# Find $\lim\limits_{x \to 0} \frac{(1+3x)^{1/3}-\sin(x)-1}{1-\cos(x)}$

I would like to find using Taylor series :

$$\lim\limits_{x \to 0} \frac{(1+3x)^{1/3}-\sin(x)-1}{1-\cos(x)}$$

So I compute the taylor series of the terms at the order $1$ :

$(1+3x)^{1/3}=1+x+o(x)$ and $-\sin x -1=-1-x+o(x)$ and $1-\cos(x)$ does not have a taylor series at the order $1$ so we have $0$ at the numerator and denominator when we search the limit for $x=0$, according to wolfram we should find $-2$, how is it possible ?

Thank you.

• Well done on using mathjax, just a tip: put slashes before your \sin and \cos to make them display a little nicer: $\sin$ $\cos$. – nathan.j.mcdougall Apr 16 '15 at 19:16
• You need to go to order $2$ in $(1+x)^{1/3}$ – egreg Apr 16 '15 at 19:19
• @Essam did you even read the post? It says very clearly "limits without lhopital" and using with Taylor series. – user223391 Apr 16 '15 at 19:19
• Or you could try multiplying by the denominator's conjugate, giving $\sin^2(x)$, which is much easier to work with. – nathan.j.mcdougall Apr 16 '15 at 19:20

Hint : develop to order 2. If you have 0/0, you did not take enough terms into account to understand how the numerator/denominator converge (in fact, the significant terms are still hidden in the $o(x)$)
$$\frac{(1+3x)^{1/3}-\sin x-1}{1-\cos x}$$
$$=\frac{1+\frac13\cdot3x+\frac13\left(\frac13-1\right)\dfrac{(3x)^2}{2!}+O(x^3)-\left[x+O(x^3)\right]-1}{1-\left[1-\dfrac{x^2}2+O(x^4)\right]}$$
$$=\frac{-x^2+O(x^3)}{\dfrac{x^2}2+O(x^4)}$$
══════
• [Task objective]:
In the limit thread, answer these:
(a) What value does the asker say Wolfram gives for the limit?
(b) To what order does the hint say to develop the terms?
(c) What does one comment say multiplying by the denominator's conjugate gives?
Answer using only the thread above.
══════
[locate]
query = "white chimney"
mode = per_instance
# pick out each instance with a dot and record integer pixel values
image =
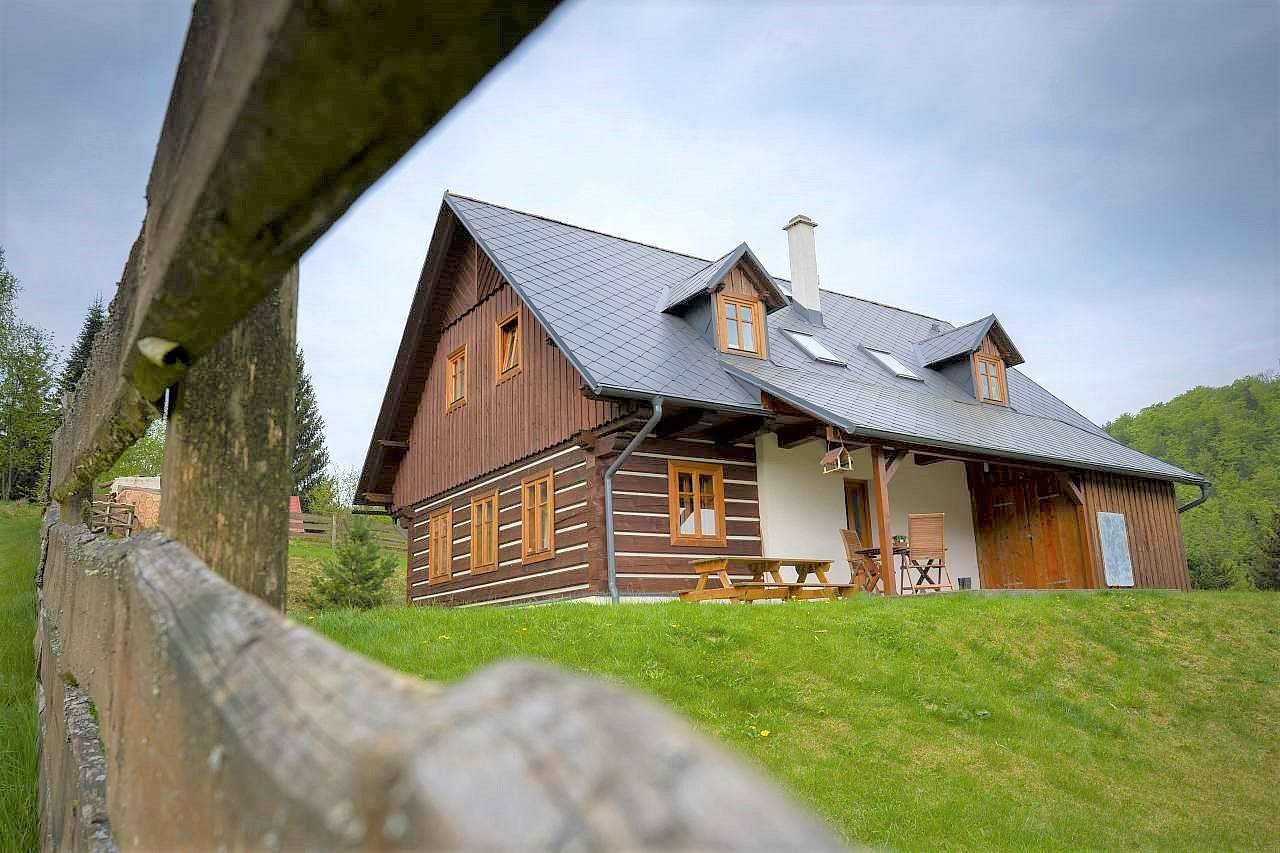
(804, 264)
══════
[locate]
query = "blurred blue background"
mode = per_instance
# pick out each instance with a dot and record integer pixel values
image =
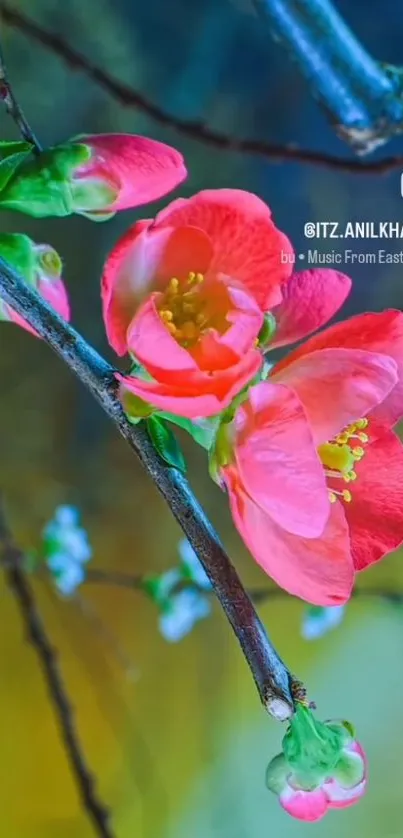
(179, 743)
══════
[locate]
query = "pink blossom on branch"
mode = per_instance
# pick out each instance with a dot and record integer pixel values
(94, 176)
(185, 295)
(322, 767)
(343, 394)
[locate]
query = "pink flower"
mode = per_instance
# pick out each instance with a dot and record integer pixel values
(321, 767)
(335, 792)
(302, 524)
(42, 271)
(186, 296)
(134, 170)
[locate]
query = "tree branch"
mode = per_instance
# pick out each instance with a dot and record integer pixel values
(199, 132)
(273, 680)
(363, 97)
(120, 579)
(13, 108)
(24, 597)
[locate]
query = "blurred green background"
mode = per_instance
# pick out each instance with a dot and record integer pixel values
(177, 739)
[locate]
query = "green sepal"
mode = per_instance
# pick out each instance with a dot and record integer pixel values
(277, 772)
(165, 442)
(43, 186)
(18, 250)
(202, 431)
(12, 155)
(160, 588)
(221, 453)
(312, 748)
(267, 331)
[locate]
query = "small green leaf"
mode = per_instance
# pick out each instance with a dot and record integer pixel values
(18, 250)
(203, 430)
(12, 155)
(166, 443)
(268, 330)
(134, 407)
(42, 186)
══════
• [Full solution]:
(a) −2
(b) Order 2
(c) sin²(x)